→ **Task brief**
The whole listing is to be reproduced exactly as given.

*** Block opens ***

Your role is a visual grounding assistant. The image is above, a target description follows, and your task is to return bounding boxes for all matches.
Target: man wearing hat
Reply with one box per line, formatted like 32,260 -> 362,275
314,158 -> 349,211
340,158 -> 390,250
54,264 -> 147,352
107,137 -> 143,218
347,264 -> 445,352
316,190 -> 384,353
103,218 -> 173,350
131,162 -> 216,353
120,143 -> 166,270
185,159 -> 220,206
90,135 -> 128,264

*** Block closes ***

→ **Finished exercise**
Your role is a visual grounding assistant. The image is above, a target description follows, and your task is to return bounding boxes for all matches.
Target: man wearing hat
Reply with one box per line, formatted like 32,260 -> 362,275
314,158 -> 349,211
340,158 -> 390,250
54,264 -> 147,352
107,137 -> 143,218
347,264 -> 445,352
316,190 -> 384,353
103,218 -> 173,350
131,162 -> 216,353
120,143 -> 166,270
185,159 -> 220,206
90,135 -> 128,264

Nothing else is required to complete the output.